Material provided.
▼

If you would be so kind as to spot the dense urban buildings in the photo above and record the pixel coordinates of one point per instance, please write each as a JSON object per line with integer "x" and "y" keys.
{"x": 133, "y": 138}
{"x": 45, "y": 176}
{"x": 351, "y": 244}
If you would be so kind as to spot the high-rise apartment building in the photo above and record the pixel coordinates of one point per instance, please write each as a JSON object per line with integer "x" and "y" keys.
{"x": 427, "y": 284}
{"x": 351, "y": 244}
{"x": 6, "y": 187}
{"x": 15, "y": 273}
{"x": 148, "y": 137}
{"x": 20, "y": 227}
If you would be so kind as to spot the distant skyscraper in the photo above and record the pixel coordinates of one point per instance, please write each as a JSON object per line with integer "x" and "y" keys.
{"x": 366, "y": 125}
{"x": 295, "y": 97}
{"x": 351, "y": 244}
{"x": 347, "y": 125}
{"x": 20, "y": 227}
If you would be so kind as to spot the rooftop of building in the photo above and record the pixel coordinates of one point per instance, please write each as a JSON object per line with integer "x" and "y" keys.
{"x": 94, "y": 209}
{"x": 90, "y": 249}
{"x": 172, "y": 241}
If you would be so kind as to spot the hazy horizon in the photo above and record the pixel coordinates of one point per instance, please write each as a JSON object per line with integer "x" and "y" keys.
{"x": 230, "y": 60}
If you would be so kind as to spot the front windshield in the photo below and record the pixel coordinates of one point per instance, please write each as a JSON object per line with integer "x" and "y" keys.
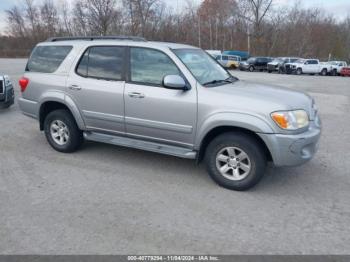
{"x": 300, "y": 61}
{"x": 203, "y": 67}
{"x": 277, "y": 60}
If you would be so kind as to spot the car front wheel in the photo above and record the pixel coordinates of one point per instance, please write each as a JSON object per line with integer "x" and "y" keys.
{"x": 235, "y": 161}
{"x": 62, "y": 132}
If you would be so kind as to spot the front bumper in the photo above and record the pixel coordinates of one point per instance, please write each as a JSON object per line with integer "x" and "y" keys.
{"x": 294, "y": 150}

▲

What to work on.
Reproduce every line above exactly, pictures excluded.

Answer to the problem.
If you would be so kind as to spot the dense urban buildings in the photo above and record the pixel coordinates of one point per instance, please write each as a JSON object per line with integer "x" and "y" keys.
{"x": 133, "y": 138}
{"x": 45, "y": 176}
{"x": 351, "y": 244}
If you would be so kind as to spot the high-rise apartment building in the photo above and record the pixel coordinates of one point per instance, please write each as a JSON object per line with integer "x" and "y" keys.
{"x": 427, "y": 284}
{"x": 351, "y": 244}
{"x": 6, "y": 187}
{"x": 15, "y": 273}
{"x": 148, "y": 137}
{"x": 20, "y": 227}
If you would be so kind as to spot the distant skyscraper in the photo above and record the pixel coordinates of one point per instance, please write each as a JSON object per line with integer "x" and "y" keys.
{"x": 366, "y": 125}
{"x": 295, "y": 97}
{"x": 351, "y": 244}
{"x": 347, "y": 125}
{"x": 20, "y": 227}
If you would be so kind as to spot the rooftop of building in the photo above and record the pixel coordinates of one point per instance, please write each as a JSON object per line with integer "x" and "y" keys.
{"x": 94, "y": 209}
{"x": 90, "y": 249}
{"x": 172, "y": 241}
If you would be so kind as to spot the hazy horizon in the photo above and record the pixel coordinates of one point per instance, please write each as a JSON object per line with integer "x" and "y" keys.
{"x": 230, "y": 60}
If you would be so kind as to spot the front windshield in the photo below and record the pixel coordinates of one point per instance, please write each as a JSON object per line with integer "x" and "y" keys.
{"x": 300, "y": 61}
{"x": 203, "y": 67}
{"x": 277, "y": 60}
If you would be so kind as to spot the car front wheel in the photo above and record the pixel coordinates of one point per instance, please write each as a JSON object per line with integer "x" and "y" keys.
{"x": 235, "y": 161}
{"x": 62, "y": 132}
If you would be so kind as to spot the front bumper in the photo above and record the pixel coordinates of one point per instance, please write each as a JSON object per line with integer "x" and "y" keys.
{"x": 294, "y": 150}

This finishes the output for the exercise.